[Passage Boundary: Start]

On the simplicity front, Kumar noted that most analysis is too complicated and therefore too slow. “Simplicity is becoming paramount for success,” he said, and we need tools that allow us to iterate in simple fashion.” He pointed to the company’s latest campaign for Lay’s potato chips, which emphasizes simple ingredients “potatoes, natural oil and a dash of salt” as an example of simplifying the message in a way that makes it easy for shoppers to understand.
• Kumar also said pointed to the importance of establishing trust with trading partners and consumers, especially in a difficult economic environment. “Competence and character intersect to create trust,” he said, noting that “you can react at remarkable speed when you trust your partner.” When trust declines, on the other hand, speed goes down and costs go up.
• Much of what was described by Wadhwani and Kumar was brought together in a presentation by author and management consultant Ram Charan, who urged attendees to demonstrate transformative leadership in their organizations…to listen to anxious employees, to protect the talent, and to nurture the credibility that allows people and companies to prosper.
Charan also made his own argument for simplicity, noting that when Steve Jobs returned to Apple Computer as CEO, at the first board meeting he looked at the 26 projects being worked on by the company and instantly whittled the list down to four. “In tough times, there is no luxury to do peripheral things,” Charan said.
• There were also a couple of interesting presentations by retailers from the convenience store and drug store channels, looking at how they are repositioning themselves to grapple with tough times.
Joe DePinto, president/CEO of 7-Eleven, noted that his c-store chain has found a strong niche with a newly developed private label line of 180 SKUs, with own label water and chips being embraced by shoppers. DePinto also said that his company is reorganizing its supply chain, where high costs – compared with the grocery, drug and mass merchandiser channels – have put c-stores at a competitive disadvantage. 7-Eleven, he said, is moving into a consolidated delivery model, which it already was doing in fresh foods, for heavy liquids and frozen foods.
Kim Feil, VP/chief marketing officer at Walgreen Co., said that her company was working to differentiate itself in a crowded marketplace; for a lot of people, “we’re a convenience store with a pharmacy in it.”
One of the things that Walgreen is doing, Feil said, is reorganizing its stores around customer purchasing needs, bringing together, for example, items that people might need if they have a cold, rather than having them scattered around the store. In addition, she said. Walgreen is looking to break down the barriers between the various ways that people can buy – online, phone, mail and in the store. And, Feil said, the company is looking to examine and justify every SKU: “It was a revelation to find out that we had nine SKUs of flashlights,” she said by way of example. “If you’re in Walgreen’s and you need a flashlight, you’ll buy the one we have. You want a choice, you’ll go to Lowe’s.”
• On day one, the Summit’s theme is about active leadership, active innovation, active interaction with shoppers, and an active approach to sustainable growth. Retailers and manufacturers have a choice…hunker down, which only leaves them vulnerable to attack and irrelevance, or embracing the moment as an opportunity.
Doesn’t seem like a hard choice to me.

[Passage Boundary: End]

● **How to complete this task**
Copy the passage starting at "On the simplicity" and ending at "costs go up.", substituting "confidence" for every instance of "trust".

[Supplied material Boundary: Start]

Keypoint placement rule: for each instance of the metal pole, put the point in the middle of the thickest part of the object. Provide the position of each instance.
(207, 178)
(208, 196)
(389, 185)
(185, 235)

[Supplied material Boundary: End]
[Supplied material Boundary: Start]

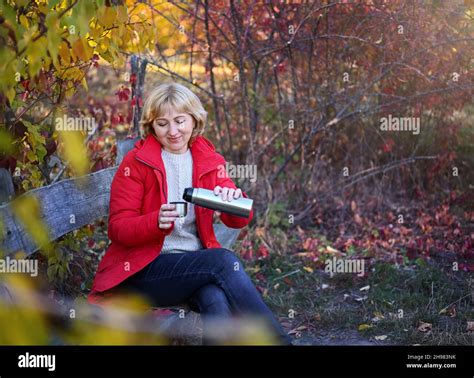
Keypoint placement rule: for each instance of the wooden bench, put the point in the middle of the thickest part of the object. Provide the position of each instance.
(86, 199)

[Supplied material Boundary: End]
[Supplied material Boundary: Start]

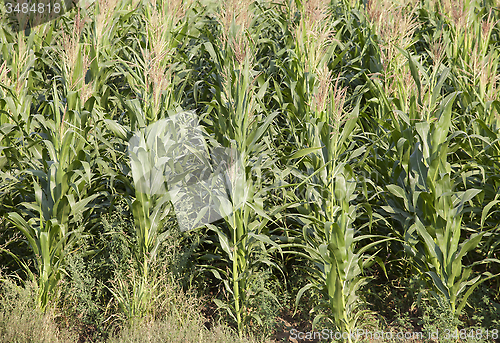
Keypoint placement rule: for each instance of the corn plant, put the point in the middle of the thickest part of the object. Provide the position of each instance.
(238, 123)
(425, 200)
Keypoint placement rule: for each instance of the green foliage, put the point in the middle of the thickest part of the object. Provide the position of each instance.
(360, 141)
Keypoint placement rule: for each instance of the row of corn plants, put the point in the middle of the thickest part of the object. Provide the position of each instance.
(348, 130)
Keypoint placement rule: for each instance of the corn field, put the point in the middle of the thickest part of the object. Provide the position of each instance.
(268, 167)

[Supplied material Boundary: End]

● **Response area**
On the simplicity front, Kumar noted that most analysis is too complicated and therefore too slow. “Simplicity is becoming paramount for success,” he said, and we need tools that allow us to iterate in simple fashion.” He pointed to the company’s latest campaign for Lay’s potato chips, which emphasizes simple ingredients “potatoes, natural oil and a dash of salt” as an example of simplifying the message in a way that makes it easy for shoppers to understand.
• Kumar also said pointed to the importance of establishing confidence with trading partners and consumers, especially in a difficult economic environment. “Competence and character intersect to create confidence,” he said, noting that “you can react at remarkable speed when you confidence your partner.” When confidence declines, on the other hand, speed goes down and costs go up.